* Short problem
From the rows below, copy out every line that contains the string "palm".

* Dataset content
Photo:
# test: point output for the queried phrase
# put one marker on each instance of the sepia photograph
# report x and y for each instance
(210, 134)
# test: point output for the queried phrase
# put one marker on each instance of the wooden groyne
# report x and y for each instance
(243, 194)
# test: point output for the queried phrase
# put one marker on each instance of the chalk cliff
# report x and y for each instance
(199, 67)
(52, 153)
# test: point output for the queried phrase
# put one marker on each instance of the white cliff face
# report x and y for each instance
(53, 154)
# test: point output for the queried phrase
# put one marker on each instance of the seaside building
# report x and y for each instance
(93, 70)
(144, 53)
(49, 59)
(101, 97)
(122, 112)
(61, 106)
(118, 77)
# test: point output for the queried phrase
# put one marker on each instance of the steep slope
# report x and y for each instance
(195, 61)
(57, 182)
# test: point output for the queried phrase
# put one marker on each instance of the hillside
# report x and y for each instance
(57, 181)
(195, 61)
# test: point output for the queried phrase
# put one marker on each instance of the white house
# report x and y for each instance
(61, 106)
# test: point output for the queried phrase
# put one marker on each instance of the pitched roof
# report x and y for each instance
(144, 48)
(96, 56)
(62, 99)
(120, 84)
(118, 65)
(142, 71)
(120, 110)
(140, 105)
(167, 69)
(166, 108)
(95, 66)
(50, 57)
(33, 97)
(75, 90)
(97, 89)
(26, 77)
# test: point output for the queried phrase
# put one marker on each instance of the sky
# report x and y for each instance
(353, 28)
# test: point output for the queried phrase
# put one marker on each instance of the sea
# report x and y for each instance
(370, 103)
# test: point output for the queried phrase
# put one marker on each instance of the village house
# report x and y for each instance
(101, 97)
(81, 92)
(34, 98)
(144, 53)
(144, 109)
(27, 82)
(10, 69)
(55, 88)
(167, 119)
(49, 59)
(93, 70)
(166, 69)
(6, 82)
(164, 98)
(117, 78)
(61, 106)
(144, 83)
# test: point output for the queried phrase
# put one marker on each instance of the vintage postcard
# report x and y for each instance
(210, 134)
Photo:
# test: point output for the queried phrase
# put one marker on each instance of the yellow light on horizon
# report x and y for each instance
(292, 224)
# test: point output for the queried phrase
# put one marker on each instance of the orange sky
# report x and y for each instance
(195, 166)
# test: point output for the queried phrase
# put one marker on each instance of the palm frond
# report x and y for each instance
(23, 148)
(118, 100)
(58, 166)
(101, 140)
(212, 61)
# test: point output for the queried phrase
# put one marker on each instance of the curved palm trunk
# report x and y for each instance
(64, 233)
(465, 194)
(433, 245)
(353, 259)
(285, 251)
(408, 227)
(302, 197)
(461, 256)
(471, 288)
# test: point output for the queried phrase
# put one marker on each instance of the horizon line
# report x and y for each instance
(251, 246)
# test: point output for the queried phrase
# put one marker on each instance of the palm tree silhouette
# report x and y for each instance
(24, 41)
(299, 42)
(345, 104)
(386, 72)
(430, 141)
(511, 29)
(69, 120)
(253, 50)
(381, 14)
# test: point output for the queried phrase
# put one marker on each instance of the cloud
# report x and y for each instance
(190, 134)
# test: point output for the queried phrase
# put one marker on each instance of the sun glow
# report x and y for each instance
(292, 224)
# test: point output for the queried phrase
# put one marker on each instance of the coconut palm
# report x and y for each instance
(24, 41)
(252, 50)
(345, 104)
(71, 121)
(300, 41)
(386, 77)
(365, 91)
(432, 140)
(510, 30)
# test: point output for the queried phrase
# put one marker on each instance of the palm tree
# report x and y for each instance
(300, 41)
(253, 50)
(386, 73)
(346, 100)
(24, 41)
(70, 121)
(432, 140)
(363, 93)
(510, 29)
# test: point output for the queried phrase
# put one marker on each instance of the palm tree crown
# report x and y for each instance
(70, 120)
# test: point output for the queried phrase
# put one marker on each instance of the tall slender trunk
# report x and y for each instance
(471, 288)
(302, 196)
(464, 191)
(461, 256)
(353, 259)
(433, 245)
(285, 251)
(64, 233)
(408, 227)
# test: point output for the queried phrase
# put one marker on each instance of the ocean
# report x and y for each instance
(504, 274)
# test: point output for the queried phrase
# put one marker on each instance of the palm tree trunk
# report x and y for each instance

* Answer to this task
# put one marker on each instance of the palm frond
# put one marker on each instance of the curved palm trunk
# put one marker on each instance of the palm tree silhouette
# put one marker on each instance of the coconut palm
# put one marker on each instance of the palm tree
# put one marker on each instance of the palm tree crown
# put one marker on each instance of the palm tree trunk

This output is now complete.